(Point-per-instance localization data)
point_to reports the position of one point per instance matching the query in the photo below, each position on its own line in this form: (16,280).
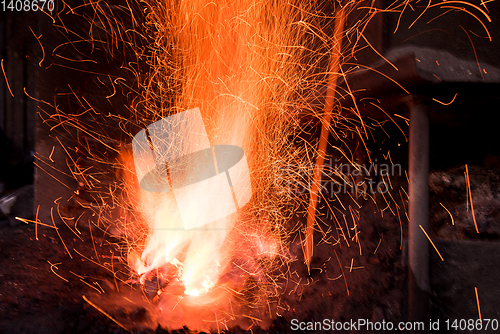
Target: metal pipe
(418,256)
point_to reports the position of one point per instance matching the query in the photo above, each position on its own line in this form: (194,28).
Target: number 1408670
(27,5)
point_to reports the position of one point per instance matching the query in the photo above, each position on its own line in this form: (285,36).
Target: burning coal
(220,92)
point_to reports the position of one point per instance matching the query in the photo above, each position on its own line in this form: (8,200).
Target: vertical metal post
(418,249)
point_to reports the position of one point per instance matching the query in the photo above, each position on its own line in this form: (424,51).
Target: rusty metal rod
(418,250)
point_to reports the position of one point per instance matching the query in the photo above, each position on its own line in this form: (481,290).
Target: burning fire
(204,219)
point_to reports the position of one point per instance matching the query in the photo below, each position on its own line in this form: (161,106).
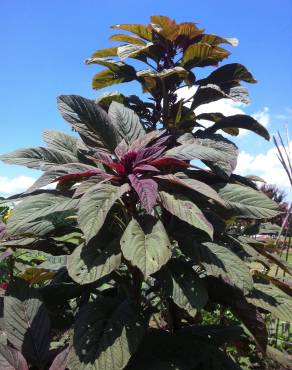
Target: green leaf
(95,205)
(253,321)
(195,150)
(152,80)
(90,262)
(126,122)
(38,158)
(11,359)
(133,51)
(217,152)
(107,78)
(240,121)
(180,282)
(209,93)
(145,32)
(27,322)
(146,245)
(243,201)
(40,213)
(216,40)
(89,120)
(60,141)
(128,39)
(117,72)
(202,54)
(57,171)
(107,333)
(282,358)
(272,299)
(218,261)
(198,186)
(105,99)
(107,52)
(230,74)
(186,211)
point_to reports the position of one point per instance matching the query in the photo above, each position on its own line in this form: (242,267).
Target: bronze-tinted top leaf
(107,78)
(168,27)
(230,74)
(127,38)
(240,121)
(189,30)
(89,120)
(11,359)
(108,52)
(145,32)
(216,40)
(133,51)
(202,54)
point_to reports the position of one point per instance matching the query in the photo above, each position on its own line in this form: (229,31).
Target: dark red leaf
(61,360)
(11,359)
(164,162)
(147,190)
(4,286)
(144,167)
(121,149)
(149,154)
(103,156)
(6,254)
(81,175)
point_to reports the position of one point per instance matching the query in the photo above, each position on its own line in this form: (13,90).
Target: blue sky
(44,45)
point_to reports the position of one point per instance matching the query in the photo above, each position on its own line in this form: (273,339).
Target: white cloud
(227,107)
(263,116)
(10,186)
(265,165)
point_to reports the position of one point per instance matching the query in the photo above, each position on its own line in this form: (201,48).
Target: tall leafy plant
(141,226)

[TASK TO CARRY OUT] Print every record exactly, without the pictures.

[RESPONSE]
point_to reports the position of one point per instance matching the query in the photo below, each position on its own line in this form: (16,280).
Target: metal pipe
(418,256)
point_to reports the position of one point per instance matching the query in the photo above, each position on its own line in this form: (194,28).
Target: number 1408670
(27,5)
point_to reports the position of one point per instance matching the query in the photo above, each position on its own line in this form: (285,36).
Target: burning coal
(220,92)
point_to reports the position of one point per instance matching the query in the photo above, each position on its own line in this form: (8,200).
Target: vertical metal post
(418,249)
point_to reports the position of one point per instance matching the query in the photo above, each position on its own line in this form: (424,51).
Target: rusty metal rod
(418,250)
point_to reports the position of one point per instance matching the query in the photo above, each position on its own line in this form: (481,290).
Target: burning fire
(204,219)
point_to reports the position of one point per instance matching the query in the photo below, each position on its own line in this form: (161,106).
Target: green leaf
(95,205)
(253,321)
(195,150)
(152,80)
(90,262)
(126,122)
(38,158)
(11,359)
(133,51)
(217,152)
(107,78)
(240,121)
(180,282)
(209,93)
(145,32)
(27,322)
(146,245)
(243,201)
(40,213)
(216,40)
(89,120)
(60,141)
(128,39)
(117,72)
(202,54)
(57,171)
(107,333)
(282,358)
(272,299)
(218,261)
(198,186)
(105,99)
(107,52)
(230,74)
(186,211)
point_to reports the position of one point per instance matching the query in the photo above, each position on its own line in this form: (242,267).
Target: bronze-tinted top leaf
(107,78)
(168,27)
(230,74)
(127,38)
(240,121)
(189,30)
(89,120)
(11,359)
(108,52)
(145,32)
(216,40)
(133,51)
(202,54)
point_to reports the position of one point per instance matching the query in the photo above, each position on its own line in this form: (229,31).
Target: dark red leaf
(61,360)
(11,359)
(164,162)
(147,190)
(4,286)
(144,167)
(121,149)
(149,154)
(103,156)
(6,254)
(81,175)
point_to reports the position of one point per instance matching the query in the photo above, each position on its own line in this form: (13,90).
Target: blue sky
(44,45)
point_to reports the position of one point per instance matching the query in the photo above, each position on its own line in this form: (273,339).
Target: white cloud
(227,107)
(263,116)
(10,186)
(265,165)
point_to reports the position of one point per instance matching the query in the photo above, each position on its own line in this form: (201,48).
Target: tall leafy plant
(141,226)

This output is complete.